# [READING TEXT]
───
If you want to paste in code from a python script, but don't want the intenting to be messed up, you can type:

:set paste

You can then turn this off later using:

:set nopaste  



There is a nice VI cheat sheet here.

Wednesday, 22 January 2014

The Python 'zip' function

The Python 'zip' function returns a list of tuples, where the i-th tuple contains the i-th element from the each of the argument sequences. I learnt about 'zip' in the Python course in Cambridge, and my colleague Bhavana Harsha recently reminded me about it.

Here are some examples of using 'zip':

letters = ['A', 'B', 'C', 'D', 'E']
numbers = [1, 2, 3, 4, 5]
for x, y in zip(letters, numbers):
    print(x, y)
A 1
B 2
C 3
D 4
E 5


mystring = 'gene1 species1 gene2 species2 gene3 species3 gene4 species4'
temp = mystring.split()
pairs = zip(temp[0::2], temp[1::2])
for x, y in pairs:
    print(x, y)
gene1 species1
gene2 species2
gene3 species3
gene4 species4

Note: here temp[0::2] gives the 1st, 3rd, 5th... element in the list 'temp', and temp[1::2] gives the 2nd, 4th, 6th... element in the list 'temp'.
───
# [DATASET EXCERPTS]
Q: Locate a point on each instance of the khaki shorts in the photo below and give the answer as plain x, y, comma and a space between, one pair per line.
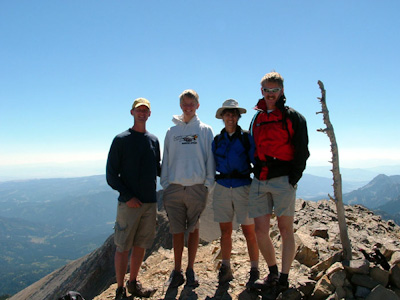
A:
273, 195
135, 227
230, 201
184, 205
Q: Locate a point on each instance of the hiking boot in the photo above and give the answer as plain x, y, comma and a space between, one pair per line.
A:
269, 281
175, 279
254, 276
135, 288
191, 278
224, 275
120, 293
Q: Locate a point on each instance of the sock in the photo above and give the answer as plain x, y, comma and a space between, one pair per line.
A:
283, 279
254, 264
273, 269
226, 262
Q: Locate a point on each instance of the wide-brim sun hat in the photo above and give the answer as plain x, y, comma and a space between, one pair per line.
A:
229, 104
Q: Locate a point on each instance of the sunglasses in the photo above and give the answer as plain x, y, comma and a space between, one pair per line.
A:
274, 90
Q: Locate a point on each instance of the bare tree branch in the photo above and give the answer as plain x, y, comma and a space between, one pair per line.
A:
337, 177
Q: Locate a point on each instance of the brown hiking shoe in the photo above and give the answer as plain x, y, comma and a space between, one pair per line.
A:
225, 275
266, 283
120, 294
135, 288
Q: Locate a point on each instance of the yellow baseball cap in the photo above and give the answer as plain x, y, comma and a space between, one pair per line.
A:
141, 101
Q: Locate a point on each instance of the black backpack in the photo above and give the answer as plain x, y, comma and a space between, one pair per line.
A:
71, 295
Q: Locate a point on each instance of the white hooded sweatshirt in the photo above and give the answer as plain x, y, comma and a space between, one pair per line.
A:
188, 158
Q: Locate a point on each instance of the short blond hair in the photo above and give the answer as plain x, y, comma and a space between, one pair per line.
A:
272, 77
190, 94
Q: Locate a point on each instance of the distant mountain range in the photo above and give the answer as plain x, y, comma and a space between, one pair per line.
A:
46, 223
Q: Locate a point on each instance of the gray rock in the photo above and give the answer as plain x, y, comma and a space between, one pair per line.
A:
394, 276
362, 292
364, 280
359, 266
337, 278
323, 289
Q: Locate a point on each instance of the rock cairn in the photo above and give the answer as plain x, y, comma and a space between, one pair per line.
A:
318, 271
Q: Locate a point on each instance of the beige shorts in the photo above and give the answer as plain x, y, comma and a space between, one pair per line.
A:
135, 227
230, 201
184, 205
273, 195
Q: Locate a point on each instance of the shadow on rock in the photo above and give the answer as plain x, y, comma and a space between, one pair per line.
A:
221, 293
188, 293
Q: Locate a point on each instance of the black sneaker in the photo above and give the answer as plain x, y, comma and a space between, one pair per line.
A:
135, 288
175, 279
269, 281
254, 276
225, 275
120, 293
191, 278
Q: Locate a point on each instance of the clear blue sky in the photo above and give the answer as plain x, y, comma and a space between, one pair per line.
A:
70, 70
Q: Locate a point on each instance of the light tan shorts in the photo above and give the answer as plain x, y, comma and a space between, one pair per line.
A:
273, 195
230, 201
135, 226
184, 205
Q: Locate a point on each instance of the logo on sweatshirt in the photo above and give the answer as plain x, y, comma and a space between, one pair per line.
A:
186, 139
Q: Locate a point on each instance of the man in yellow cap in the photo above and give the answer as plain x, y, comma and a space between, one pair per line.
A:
132, 167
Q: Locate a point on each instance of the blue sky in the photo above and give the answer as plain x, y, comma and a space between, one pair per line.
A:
70, 71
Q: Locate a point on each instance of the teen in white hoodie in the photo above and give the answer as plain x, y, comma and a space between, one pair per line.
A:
187, 172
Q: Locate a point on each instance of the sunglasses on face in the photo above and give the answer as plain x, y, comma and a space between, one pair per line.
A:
273, 90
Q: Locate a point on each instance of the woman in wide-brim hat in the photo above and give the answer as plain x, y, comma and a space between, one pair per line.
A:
233, 151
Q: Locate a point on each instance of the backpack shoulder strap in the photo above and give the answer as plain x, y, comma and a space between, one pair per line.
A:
244, 137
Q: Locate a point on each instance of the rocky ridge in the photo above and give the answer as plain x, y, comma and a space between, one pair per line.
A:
317, 271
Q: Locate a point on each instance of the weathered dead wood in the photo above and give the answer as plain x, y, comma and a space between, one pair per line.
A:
337, 177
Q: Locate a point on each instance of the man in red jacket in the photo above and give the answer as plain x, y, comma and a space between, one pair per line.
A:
280, 135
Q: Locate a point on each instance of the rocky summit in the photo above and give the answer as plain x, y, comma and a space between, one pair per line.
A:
318, 271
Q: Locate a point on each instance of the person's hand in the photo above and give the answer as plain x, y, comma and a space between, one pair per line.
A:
134, 203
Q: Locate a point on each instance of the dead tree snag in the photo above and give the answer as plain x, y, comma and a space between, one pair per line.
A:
337, 177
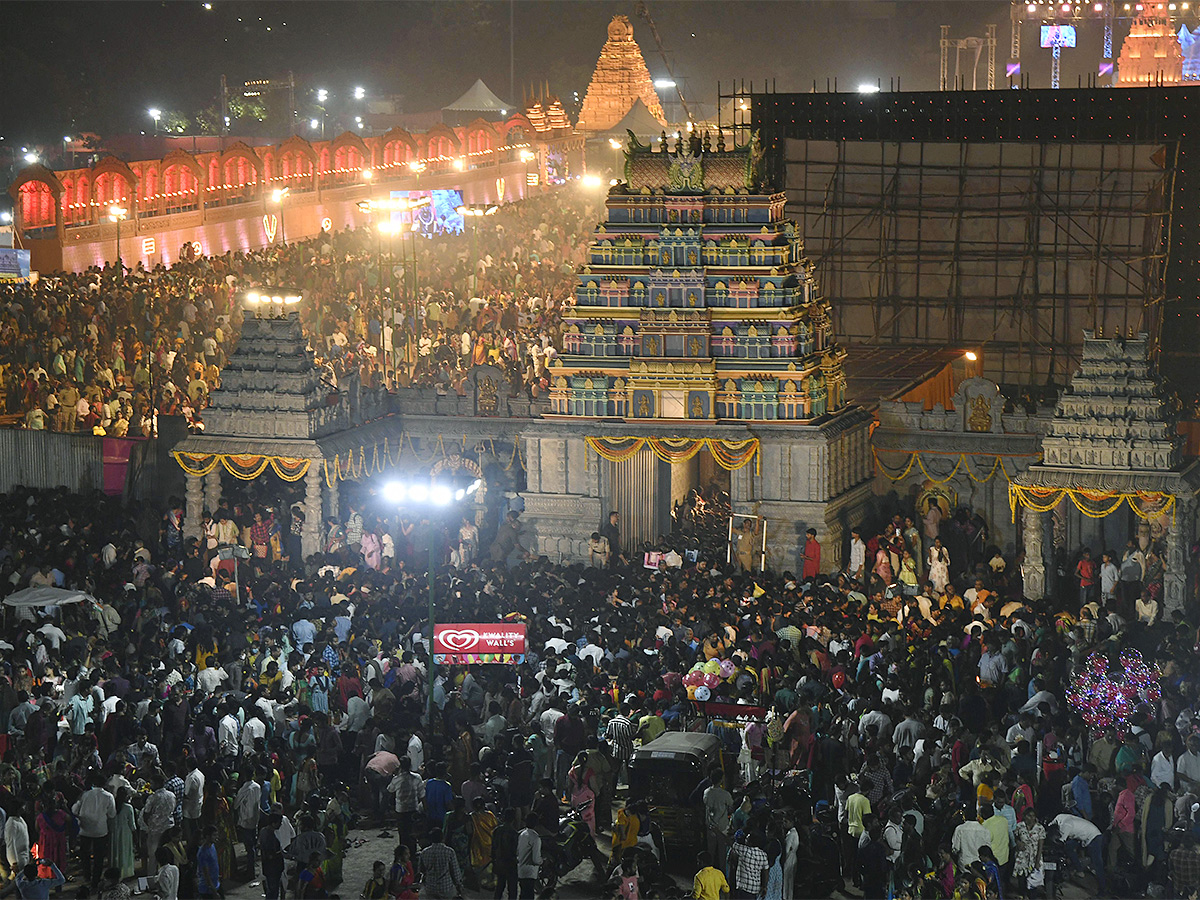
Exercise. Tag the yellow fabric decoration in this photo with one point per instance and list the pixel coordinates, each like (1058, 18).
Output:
(1043, 499)
(245, 467)
(729, 454)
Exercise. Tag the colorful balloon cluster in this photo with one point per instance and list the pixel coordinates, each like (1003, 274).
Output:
(1110, 697)
(705, 677)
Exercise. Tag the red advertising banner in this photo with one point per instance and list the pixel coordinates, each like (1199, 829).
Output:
(492, 642)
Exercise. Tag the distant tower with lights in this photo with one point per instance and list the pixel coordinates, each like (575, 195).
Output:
(619, 78)
(700, 354)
───
# [EXERCISE]
Return, word for word, the stretch of the coding notes from "There is a nice" through "me about it.". The data have no connection to the coding notes.

# [RESPONSE]
There is a nice VI cheat sheet here.

Wednesday, 22 January 2014

The Python 'zip' function

The Python 'zip' function returns a list of tuples, where the i-th tuple contains the i-th element from the each of the argument sequences. I learnt about 'zip' in the Python course in Cambridge, and my colleague Bhavana Harsha recently reminded me about it.